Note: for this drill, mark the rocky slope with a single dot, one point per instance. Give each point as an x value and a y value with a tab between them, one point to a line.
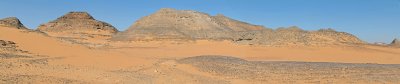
296	36
12	22
184	24
79	27
81	23
187	24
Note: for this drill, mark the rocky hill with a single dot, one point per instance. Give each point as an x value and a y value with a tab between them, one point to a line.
184	24
187	24
12	22
296	36
81	23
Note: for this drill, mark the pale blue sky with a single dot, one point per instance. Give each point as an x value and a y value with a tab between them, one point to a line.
371	20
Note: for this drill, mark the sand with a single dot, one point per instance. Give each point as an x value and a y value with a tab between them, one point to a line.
155	61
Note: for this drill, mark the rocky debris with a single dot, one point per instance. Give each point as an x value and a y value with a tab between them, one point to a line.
9	49
295	72
12	22
184	24
78	23
296	36
395	43
187	24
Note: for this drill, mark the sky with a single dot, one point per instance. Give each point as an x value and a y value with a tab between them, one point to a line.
370	20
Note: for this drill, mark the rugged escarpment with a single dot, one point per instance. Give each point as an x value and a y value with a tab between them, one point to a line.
184	24
296	36
395	43
77	24
12	22
187	24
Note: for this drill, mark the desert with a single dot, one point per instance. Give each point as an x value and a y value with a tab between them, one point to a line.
174	46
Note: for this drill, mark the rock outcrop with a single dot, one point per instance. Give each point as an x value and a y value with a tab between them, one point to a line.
184	24
12	22
77	23
395	43
296	36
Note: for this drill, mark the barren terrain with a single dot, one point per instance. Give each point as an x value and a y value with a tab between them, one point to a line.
39	58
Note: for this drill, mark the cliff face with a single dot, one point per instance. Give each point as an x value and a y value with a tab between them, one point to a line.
184	24
12	22
77	22
296	36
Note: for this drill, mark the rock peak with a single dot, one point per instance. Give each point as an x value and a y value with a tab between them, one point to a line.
12	22
77	15
81	22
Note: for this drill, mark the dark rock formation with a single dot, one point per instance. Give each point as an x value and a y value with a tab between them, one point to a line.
12	22
184	24
78	23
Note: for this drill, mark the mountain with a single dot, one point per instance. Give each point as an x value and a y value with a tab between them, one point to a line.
77	24
170	23
12	22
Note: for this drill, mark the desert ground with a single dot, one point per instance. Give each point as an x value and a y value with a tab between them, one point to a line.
39	58
174	46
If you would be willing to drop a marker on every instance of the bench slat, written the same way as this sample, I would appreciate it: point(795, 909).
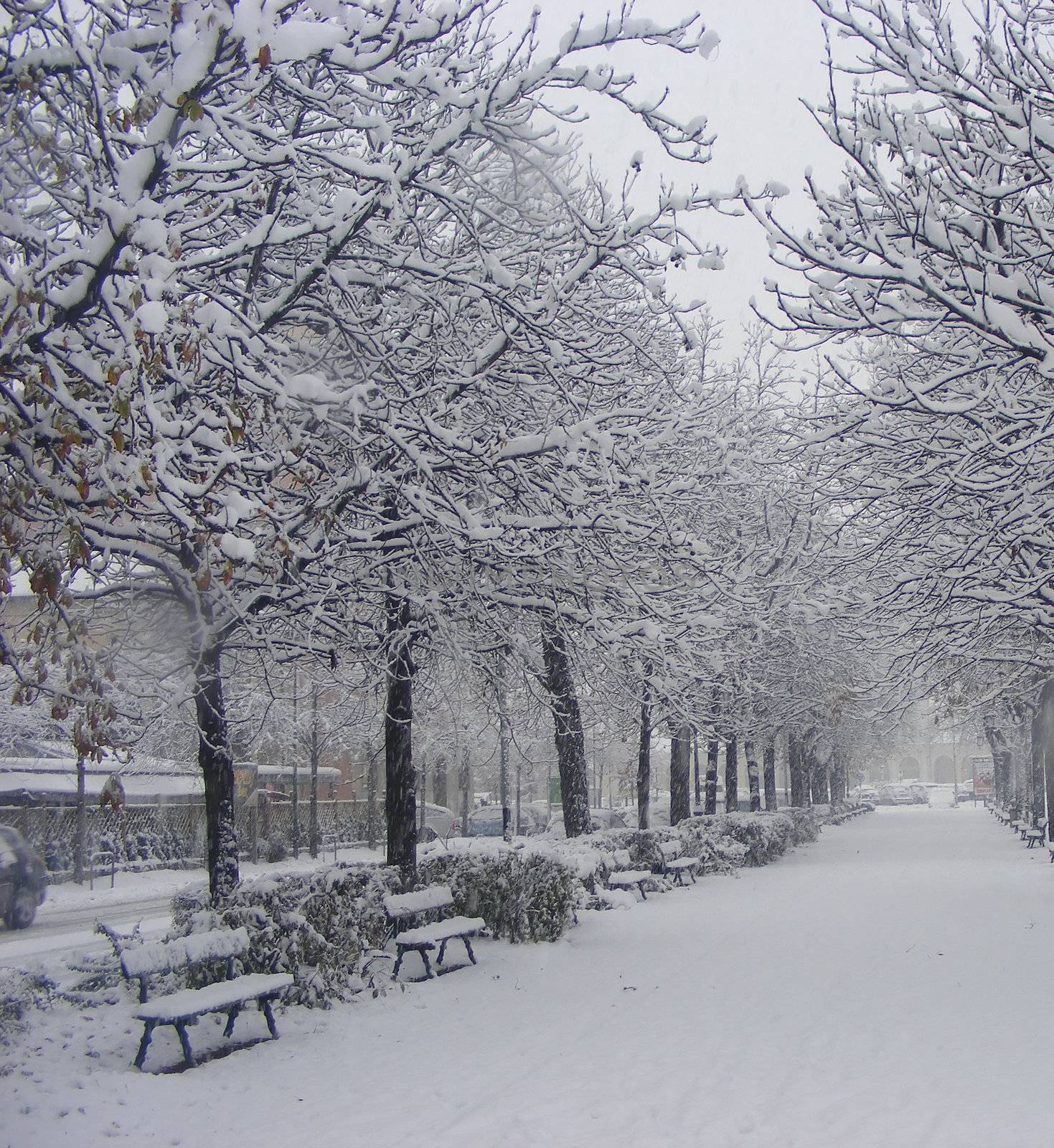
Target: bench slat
point(424, 900)
point(441, 931)
point(191, 1002)
point(154, 958)
point(629, 876)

--------------------------------

Leave out the pictures, and write out exactly the lines from the line containing "Note: for this drill, mark the rugged" through the end of the records above.

Note: for this drill, mark the rugged escarpment with a single dot, one point per instance. Give each point as an x value and a y value with a tab between them, one point to a line.
184	24
296	36
395	43
77	24
12	22
187	24
Note: for this drill, mark the desert with a single dot, one point per instance. Give each point as an x value and a y value with a tab between them, one point to a line.
174	46
Note: for this drill, mark the rock outcrop with a single dot, one point per instance. Give each point as an x value and a y value with a tab between them, one point to a line.
184	24
12	22
77	23
395	43
296	36
Note: for this drill, mark the barren terrain with a single dot, one point per instance. Give each point as an x value and a y value with a tab between them, one point to a line.
39	58
Note: for this drill, mark the cliff face with a single dot, one point per instance. Give each point as an x value and a y value with a tab between them, one point to a line.
184	24
12	22
77	22
296	36
Note: for this drill, mark the rock peak with a single dot, one point per instance. Give each point as an x value and a y value with a tab between them, one point to a line.
12	22
77	15
81	22
Note: for this drill, mark the dark rock formation with a single dot, one point per instance. Give each point as an x value and a y value with a tab between them, one point to a line.
12	22
184	24
78	23
Note: for this drill, mark the mountain with a single dot, one point per instance. Give each point as an x value and a y value with a tab between them, one point to a line.
77	24
170	23
12	22
Note: for this drill, mark the desert ground with a single dot, one point per instance. Give each point as an x value and a y value with a tab between them, one point to a line.
39	58
174	46
If you would be willing to drop a marker on every instance of the bench slat, written the same way as this sample, I would appreciate it: point(795, 909).
Target: bench slat
point(424, 900)
point(441, 931)
point(191, 1002)
point(154, 958)
point(629, 876)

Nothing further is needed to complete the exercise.